* TASK DETAILS *
While reading through the material below, copy each line that holds the word "girl".

* EXTRACTED MATERIAL *
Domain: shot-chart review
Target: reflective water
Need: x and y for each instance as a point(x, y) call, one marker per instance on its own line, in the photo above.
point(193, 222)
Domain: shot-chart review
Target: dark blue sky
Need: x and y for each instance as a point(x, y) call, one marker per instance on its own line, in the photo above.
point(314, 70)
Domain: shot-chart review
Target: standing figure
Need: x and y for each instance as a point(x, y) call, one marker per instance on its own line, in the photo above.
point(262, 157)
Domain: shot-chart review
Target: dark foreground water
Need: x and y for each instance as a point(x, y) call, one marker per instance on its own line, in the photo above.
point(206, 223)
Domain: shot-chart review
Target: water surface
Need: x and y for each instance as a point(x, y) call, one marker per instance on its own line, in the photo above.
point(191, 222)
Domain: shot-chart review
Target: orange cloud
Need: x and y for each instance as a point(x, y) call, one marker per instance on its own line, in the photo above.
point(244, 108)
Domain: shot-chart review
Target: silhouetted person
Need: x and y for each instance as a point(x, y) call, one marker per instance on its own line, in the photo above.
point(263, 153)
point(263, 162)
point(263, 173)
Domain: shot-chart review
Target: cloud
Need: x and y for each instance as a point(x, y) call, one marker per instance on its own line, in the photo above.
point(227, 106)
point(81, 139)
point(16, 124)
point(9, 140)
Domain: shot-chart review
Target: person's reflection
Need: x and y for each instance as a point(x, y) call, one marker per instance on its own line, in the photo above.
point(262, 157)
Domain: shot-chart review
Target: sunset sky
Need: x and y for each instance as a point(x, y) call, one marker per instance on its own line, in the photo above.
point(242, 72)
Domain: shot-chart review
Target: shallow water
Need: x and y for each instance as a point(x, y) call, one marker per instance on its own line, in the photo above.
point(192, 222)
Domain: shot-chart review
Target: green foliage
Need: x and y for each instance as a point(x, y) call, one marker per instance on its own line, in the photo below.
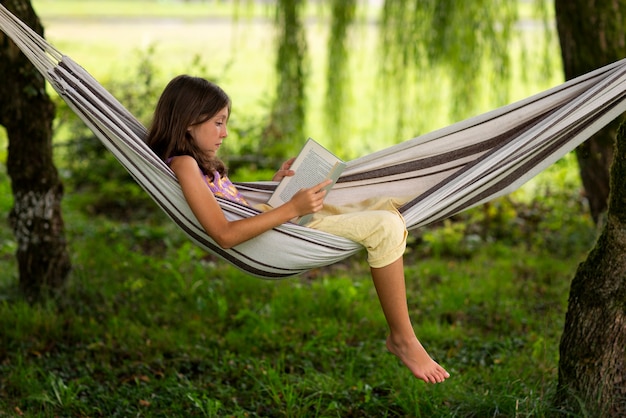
point(150, 325)
point(342, 16)
point(287, 118)
point(464, 40)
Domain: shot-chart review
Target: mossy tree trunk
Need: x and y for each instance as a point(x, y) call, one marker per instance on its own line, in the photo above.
point(591, 34)
point(27, 112)
point(592, 365)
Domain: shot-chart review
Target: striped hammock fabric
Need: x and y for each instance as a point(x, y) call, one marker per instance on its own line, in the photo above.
point(443, 172)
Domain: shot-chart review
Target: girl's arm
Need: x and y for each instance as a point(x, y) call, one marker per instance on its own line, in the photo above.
point(227, 233)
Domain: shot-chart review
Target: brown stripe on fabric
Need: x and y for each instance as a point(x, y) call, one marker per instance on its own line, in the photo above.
point(572, 132)
point(183, 222)
point(502, 140)
point(439, 159)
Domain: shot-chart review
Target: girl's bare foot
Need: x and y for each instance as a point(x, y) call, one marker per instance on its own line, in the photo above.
point(415, 357)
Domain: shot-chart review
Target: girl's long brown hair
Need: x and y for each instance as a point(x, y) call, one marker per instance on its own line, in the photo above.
point(186, 101)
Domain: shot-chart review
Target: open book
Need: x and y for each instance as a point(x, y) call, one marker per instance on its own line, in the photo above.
point(313, 165)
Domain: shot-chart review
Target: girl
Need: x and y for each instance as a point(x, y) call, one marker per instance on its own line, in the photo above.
point(187, 131)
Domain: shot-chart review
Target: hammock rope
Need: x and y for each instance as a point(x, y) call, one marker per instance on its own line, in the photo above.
point(442, 173)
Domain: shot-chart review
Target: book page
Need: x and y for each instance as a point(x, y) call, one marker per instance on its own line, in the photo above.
point(313, 170)
point(313, 165)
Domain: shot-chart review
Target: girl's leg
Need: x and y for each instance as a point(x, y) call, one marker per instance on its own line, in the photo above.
point(402, 342)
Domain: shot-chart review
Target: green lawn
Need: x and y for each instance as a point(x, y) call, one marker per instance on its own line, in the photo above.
point(149, 325)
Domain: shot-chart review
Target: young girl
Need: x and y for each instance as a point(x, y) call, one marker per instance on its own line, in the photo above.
point(187, 131)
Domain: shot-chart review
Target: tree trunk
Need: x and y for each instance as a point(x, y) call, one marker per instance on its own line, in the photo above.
point(591, 33)
point(27, 112)
point(592, 365)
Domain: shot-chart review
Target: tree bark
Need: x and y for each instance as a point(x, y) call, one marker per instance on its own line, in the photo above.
point(27, 112)
point(592, 365)
point(591, 34)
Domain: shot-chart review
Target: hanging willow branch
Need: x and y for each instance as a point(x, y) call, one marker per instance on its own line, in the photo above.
point(337, 76)
point(285, 131)
point(461, 39)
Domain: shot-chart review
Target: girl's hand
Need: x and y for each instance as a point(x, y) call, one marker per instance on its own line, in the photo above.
point(310, 200)
point(285, 170)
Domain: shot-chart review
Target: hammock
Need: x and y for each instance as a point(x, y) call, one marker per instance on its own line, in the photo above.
point(443, 172)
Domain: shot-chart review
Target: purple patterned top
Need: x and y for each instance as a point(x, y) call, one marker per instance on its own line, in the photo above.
point(223, 187)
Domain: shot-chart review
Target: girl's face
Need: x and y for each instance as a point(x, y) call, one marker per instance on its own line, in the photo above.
point(210, 133)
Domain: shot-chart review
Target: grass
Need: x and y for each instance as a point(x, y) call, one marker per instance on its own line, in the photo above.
point(151, 326)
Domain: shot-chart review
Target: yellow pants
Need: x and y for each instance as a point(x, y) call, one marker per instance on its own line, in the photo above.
point(374, 223)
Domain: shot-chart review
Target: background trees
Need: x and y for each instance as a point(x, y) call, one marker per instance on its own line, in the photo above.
point(27, 113)
point(416, 37)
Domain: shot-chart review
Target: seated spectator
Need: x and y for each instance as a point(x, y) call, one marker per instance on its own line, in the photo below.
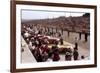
point(68, 56)
point(75, 54)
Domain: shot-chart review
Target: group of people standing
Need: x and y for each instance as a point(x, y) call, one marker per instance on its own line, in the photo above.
point(40, 50)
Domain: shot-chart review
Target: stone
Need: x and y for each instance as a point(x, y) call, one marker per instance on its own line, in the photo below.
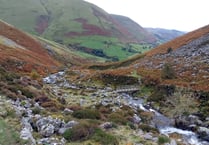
point(67, 111)
point(26, 134)
point(173, 142)
point(52, 141)
point(136, 119)
point(106, 125)
point(68, 125)
point(47, 126)
point(148, 136)
point(47, 130)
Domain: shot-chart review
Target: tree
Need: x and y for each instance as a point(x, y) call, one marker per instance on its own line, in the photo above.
point(168, 72)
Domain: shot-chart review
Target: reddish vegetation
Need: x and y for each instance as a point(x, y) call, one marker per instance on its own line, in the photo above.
point(33, 57)
point(42, 23)
point(180, 41)
point(89, 29)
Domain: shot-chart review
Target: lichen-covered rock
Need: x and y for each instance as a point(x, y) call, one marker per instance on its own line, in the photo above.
point(106, 125)
point(68, 125)
point(47, 126)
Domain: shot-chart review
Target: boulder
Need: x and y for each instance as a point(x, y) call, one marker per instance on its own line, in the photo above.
point(26, 134)
point(68, 125)
point(203, 132)
point(136, 119)
point(52, 141)
point(106, 125)
point(47, 130)
point(47, 126)
point(67, 111)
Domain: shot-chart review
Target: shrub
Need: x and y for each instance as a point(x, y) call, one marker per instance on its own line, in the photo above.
point(34, 75)
point(169, 50)
point(168, 72)
point(79, 132)
point(87, 114)
point(163, 139)
point(103, 138)
point(118, 118)
point(147, 128)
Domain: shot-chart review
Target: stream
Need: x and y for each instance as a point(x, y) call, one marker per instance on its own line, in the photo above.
point(161, 122)
point(164, 124)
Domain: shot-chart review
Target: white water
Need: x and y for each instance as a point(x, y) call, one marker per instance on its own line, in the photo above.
point(189, 136)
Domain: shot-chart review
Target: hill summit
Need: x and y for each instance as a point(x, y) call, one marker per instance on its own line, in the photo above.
point(79, 25)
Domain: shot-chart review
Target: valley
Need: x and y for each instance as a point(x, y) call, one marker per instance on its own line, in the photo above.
point(72, 74)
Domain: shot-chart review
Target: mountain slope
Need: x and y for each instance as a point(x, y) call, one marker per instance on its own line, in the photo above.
point(135, 29)
point(164, 35)
point(188, 55)
point(22, 52)
point(77, 24)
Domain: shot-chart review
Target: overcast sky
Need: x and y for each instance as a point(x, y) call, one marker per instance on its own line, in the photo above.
point(184, 15)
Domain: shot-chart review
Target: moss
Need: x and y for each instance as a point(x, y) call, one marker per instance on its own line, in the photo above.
point(147, 128)
point(163, 139)
point(87, 114)
point(104, 138)
point(80, 132)
point(118, 118)
point(168, 72)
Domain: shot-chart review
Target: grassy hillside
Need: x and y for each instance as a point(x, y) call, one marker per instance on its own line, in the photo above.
point(78, 25)
point(164, 35)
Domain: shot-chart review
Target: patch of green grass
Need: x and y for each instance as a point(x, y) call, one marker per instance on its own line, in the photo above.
point(87, 114)
point(8, 136)
point(104, 138)
point(163, 139)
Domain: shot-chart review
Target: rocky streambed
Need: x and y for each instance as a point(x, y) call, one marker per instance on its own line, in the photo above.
point(49, 129)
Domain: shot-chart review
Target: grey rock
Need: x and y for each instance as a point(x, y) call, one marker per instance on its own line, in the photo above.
point(26, 134)
point(173, 142)
point(106, 125)
point(67, 111)
point(47, 126)
point(148, 136)
point(47, 130)
point(203, 130)
point(136, 119)
point(51, 141)
point(68, 125)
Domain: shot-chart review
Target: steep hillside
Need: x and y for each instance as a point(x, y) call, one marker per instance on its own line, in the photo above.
point(21, 52)
point(135, 29)
point(164, 35)
point(189, 57)
point(76, 24)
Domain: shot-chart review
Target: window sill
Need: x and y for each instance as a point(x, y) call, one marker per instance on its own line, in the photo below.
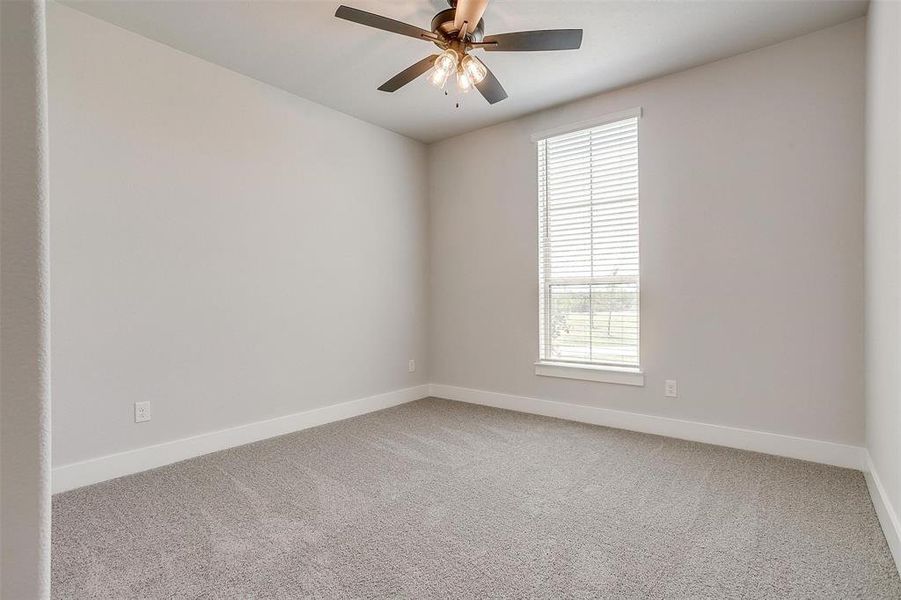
point(620, 375)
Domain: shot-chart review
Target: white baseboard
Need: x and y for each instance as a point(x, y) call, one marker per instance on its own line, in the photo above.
point(888, 518)
point(830, 453)
point(67, 477)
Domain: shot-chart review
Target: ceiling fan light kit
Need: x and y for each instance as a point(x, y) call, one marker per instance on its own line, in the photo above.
point(452, 30)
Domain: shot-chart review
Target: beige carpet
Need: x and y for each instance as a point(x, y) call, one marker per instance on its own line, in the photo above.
point(438, 499)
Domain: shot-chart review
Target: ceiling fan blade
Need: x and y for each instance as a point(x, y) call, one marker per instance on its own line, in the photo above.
point(408, 74)
point(384, 23)
point(491, 88)
point(469, 11)
point(529, 41)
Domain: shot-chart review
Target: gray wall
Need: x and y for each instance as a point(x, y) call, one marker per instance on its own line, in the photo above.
point(221, 248)
point(24, 305)
point(751, 244)
point(883, 252)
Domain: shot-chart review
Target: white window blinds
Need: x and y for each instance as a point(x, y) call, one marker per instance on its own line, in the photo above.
point(588, 245)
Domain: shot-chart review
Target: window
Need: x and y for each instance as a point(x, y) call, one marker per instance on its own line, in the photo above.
point(588, 246)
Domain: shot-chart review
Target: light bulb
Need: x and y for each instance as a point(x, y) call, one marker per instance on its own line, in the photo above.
point(474, 68)
point(464, 83)
point(445, 64)
point(446, 61)
point(438, 77)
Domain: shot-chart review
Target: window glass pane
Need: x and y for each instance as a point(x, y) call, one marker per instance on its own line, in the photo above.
point(588, 246)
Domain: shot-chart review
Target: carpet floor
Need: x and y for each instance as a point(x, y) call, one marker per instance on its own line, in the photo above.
point(439, 499)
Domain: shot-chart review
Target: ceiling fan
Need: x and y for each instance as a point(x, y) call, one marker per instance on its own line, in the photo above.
point(457, 31)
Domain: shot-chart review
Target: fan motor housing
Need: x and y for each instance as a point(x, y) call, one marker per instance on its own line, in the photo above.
point(443, 25)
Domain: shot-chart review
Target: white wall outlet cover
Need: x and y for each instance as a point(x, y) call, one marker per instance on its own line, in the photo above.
point(671, 389)
point(142, 412)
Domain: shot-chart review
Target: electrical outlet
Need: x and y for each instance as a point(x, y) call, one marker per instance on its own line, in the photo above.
point(671, 389)
point(142, 412)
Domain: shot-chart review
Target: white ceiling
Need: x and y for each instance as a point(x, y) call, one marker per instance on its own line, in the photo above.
point(301, 47)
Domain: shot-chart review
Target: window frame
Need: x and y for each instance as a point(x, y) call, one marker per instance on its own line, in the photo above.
point(591, 371)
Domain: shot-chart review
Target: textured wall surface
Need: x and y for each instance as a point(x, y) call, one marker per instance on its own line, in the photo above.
point(222, 249)
point(883, 253)
point(24, 305)
point(751, 244)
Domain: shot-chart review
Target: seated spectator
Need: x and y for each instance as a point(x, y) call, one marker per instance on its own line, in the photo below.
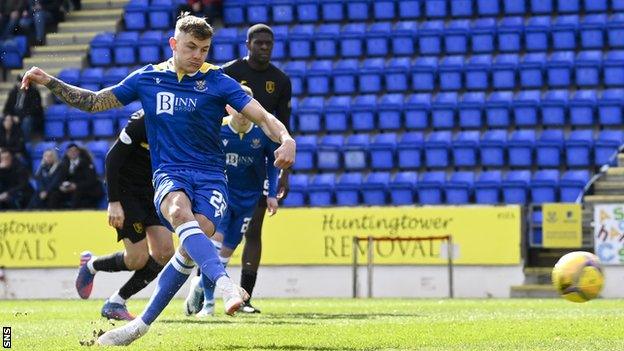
point(75, 184)
point(44, 178)
point(26, 106)
point(15, 190)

* TASK SOLUTION *
Target: girl's arm
Target: girl's bare foot
Target: girl's long brown hair
Target: girl
Target: girl's leg
Target: young girl
Target: girl's hand
Target: girl's face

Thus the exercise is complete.